═════ Information provided ═════

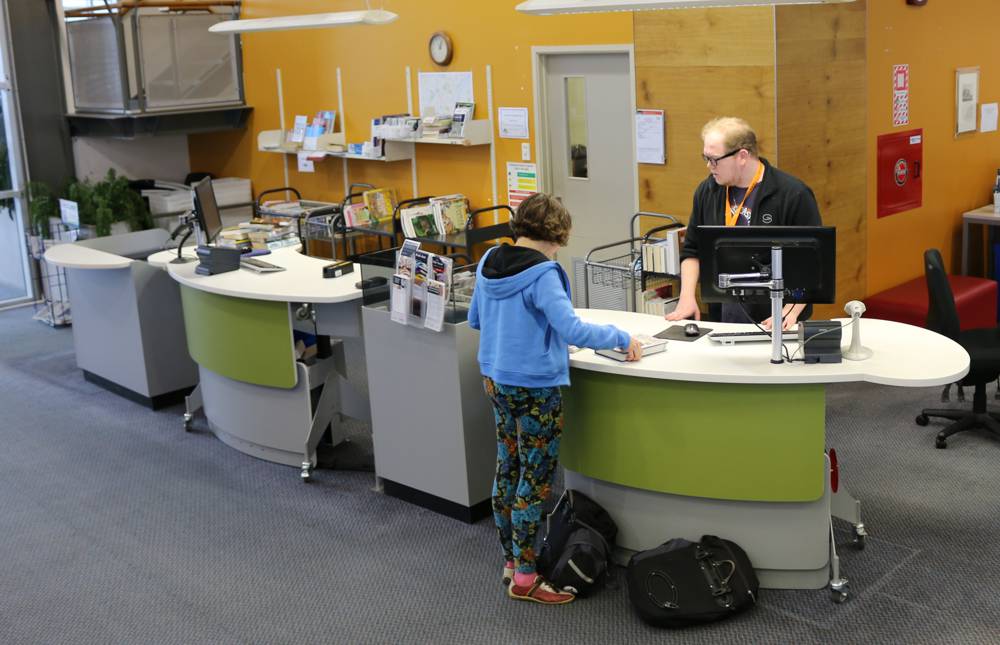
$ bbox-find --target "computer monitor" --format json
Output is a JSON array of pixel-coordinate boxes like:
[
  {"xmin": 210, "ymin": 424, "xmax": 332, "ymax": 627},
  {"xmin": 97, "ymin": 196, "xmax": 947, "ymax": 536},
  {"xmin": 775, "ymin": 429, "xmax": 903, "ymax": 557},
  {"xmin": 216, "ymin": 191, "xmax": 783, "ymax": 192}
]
[
  {"xmin": 698, "ymin": 226, "xmax": 837, "ymax": 304},
  {"xmin": 194, "ymin": 177, "xmax": 222, "ymax": 244}
]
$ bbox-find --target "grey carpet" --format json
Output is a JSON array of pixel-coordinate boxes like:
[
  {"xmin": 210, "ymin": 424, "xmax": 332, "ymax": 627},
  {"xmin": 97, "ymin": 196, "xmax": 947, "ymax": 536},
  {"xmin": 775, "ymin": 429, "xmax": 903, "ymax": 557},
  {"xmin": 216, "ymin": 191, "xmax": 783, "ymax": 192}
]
[{"xmin": 0, "ymin": 308, "xmax": 1000, "ymax": 644}]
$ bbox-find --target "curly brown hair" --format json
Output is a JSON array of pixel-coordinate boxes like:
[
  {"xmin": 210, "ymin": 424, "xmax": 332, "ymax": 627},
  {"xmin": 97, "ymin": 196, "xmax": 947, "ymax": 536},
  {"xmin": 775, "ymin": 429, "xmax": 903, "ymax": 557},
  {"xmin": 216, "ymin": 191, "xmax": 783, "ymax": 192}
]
[{"xmin": 510, "ymin": 193, "xmax": 573, "ymax": 246}]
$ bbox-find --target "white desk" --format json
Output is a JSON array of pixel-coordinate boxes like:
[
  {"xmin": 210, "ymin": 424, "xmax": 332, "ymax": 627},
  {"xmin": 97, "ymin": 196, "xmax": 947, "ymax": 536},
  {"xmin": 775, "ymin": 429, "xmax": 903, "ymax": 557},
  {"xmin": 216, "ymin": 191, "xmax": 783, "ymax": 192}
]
[
  {"xmin": 158, "ymin": 248, "xmax": 370, "ymax": 481},
  {"xmin": 962, "ymin": 204, "xmax": 1000, "ymax": 275},
  {"xmin": 45, "ymin": 229, "xmax": 198, "ymax": 409},
  {"xmin": 561, "ymin": 310, "xmax": 969, "ymax": 599}
]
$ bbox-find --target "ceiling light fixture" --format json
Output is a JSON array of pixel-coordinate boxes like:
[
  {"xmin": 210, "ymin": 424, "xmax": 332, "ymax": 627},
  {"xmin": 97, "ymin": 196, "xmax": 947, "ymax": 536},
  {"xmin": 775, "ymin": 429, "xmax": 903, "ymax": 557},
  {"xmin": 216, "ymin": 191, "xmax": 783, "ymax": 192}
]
[
  {"xmin": 517, "ymin": 0, "xmax": 854, "ymax": 16},
  {"xmin": 208, "ymin": 9, "xmax": 399, "ymax": 34}
]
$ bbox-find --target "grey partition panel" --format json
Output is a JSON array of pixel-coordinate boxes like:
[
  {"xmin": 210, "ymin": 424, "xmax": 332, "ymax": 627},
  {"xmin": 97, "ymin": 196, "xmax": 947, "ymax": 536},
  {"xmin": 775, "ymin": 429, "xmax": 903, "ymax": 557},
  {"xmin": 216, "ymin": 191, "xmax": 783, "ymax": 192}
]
[
  {"xmin": 67, "ymin": 255, "xmax": 198, "ymax": 398},
  {"xmin": 362, "ymin": 307, "xmax": 496, "ymax": 507}
]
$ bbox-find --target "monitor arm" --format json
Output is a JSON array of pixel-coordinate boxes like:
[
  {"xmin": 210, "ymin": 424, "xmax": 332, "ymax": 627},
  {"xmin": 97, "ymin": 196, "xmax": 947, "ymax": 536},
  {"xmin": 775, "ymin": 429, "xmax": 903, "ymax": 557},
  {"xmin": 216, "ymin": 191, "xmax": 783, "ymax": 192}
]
[{"xmin": 719, "ymin": 246, "xmax": 785, "ymax": 364}]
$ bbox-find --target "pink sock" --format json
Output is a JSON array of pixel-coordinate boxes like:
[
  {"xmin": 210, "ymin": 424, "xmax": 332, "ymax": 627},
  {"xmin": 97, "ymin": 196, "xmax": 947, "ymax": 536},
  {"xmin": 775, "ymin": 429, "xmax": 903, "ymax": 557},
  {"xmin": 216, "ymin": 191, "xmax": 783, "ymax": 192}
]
[{"xmin": 514, "ymin": 571, "xmax": 538, "ymax": 587}]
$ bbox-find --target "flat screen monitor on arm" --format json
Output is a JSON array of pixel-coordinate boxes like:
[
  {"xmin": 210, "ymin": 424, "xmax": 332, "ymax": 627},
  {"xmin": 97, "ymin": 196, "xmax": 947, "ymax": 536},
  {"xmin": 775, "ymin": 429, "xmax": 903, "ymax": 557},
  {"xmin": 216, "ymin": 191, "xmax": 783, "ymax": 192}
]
[
  {"xmin": 698, "ymin": 226, "xmax": 837, "ymax": 304},
  {"xmin": 194, "ymin": 177, "xmax": 222, "ymax": 244}
]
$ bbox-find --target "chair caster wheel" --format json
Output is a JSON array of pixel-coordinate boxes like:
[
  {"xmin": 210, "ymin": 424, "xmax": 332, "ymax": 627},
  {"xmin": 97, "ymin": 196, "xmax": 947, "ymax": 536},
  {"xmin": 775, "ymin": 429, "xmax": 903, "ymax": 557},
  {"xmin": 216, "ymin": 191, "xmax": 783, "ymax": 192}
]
[{"xmin": 851, "ymin": 524, "xmax": 868, "ymax": 551}]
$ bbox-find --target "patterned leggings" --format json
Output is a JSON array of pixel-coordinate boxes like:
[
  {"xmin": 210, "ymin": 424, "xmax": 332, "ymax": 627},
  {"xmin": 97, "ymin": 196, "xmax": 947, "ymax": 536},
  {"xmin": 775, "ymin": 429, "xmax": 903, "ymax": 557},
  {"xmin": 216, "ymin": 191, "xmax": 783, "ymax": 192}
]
[{"xmin": 483, "ymin": 377, "xmax": 563, "ymax": 573}]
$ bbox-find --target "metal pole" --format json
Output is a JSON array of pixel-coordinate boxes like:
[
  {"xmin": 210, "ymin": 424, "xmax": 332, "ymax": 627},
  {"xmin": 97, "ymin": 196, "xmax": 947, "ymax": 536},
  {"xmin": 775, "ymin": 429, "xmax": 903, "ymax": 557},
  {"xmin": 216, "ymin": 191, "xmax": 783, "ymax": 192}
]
[{"xmin": 771, "ymin": 246, "xmax": 785, "ymax": 364}]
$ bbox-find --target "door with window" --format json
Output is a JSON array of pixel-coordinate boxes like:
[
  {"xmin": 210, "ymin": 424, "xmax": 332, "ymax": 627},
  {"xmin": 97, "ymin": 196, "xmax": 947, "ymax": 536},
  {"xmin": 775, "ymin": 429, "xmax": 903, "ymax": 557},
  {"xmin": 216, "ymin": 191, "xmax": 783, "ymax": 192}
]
[
  {"xmin": 539, "ymin": 51, "xmax": 637, "ymax": 306},
  {"xmin": 0, "ymin": 2, "xmax": 33, "ymax": 307}
]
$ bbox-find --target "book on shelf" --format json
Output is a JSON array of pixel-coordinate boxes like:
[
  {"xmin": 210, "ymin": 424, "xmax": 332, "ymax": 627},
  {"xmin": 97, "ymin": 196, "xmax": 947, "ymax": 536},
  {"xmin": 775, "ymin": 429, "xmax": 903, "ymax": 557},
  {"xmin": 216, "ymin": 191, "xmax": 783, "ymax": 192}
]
[
  {"xmin": 344, "ymin": 202, "xmax": 372, "ymax": 228},
  {"xmin": 431, "ymin": 194, "xmax": 469, "ymax": 235},
  {"xmin": 362, "ymin": 188, "xmax": 397, "ymax": 226},
  {"xmin": 448, "ymin": 101, "xmax": 476, "ymax": 138},
  {"xmin": 594, "ymin": 334, "xmax": 667, "ymax": 361},
  {"xmin": 399, "ymin": 204, "xmax": 441, "ymax": 237}
]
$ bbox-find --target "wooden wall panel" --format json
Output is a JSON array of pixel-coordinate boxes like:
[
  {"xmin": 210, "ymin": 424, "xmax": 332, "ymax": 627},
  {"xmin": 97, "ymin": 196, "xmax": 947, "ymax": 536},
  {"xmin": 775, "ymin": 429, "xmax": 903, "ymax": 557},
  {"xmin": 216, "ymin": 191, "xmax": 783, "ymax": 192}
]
[
  {"xmin": 633, "ymin": 7, "xmax": 775, "ymax": 224},
  {"xmin": 775, "ymin": 0, "xmax": 867, "ymax": 318}
]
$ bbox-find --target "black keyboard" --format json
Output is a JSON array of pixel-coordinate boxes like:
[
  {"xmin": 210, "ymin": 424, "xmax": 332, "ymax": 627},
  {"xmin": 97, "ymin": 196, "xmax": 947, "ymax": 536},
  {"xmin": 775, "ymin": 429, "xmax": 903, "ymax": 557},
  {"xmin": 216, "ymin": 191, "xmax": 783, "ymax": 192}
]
[{"xmin": 708, "ymin": 330, "xmax": 799, "ymax": 345}]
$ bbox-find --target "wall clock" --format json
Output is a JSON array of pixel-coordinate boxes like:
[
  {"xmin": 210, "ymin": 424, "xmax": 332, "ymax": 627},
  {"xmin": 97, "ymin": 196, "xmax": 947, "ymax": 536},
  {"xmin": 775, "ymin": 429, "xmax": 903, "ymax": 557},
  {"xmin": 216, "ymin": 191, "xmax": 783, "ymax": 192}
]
[{"xmin": 427, "ymin": 31, "xmax": 455, "ymax": 65}]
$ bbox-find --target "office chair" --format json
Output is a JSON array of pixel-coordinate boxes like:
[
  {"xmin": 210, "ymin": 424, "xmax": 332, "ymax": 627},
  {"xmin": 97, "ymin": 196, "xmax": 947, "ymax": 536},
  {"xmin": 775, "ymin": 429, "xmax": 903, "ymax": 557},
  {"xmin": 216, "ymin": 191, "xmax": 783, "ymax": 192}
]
[{"xmin": 916, "ymin": 249, "xmax": 1000, "ymax": 448}]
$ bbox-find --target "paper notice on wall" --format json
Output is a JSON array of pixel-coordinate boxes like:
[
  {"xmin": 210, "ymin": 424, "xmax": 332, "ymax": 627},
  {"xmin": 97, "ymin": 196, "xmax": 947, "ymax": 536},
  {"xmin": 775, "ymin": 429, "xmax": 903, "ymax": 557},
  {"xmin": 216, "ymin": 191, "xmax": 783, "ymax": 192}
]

═════

To do: Tally the lines in the items above that contain the string "grey", matching case exactly. Reply with the number alone.

Full response: 2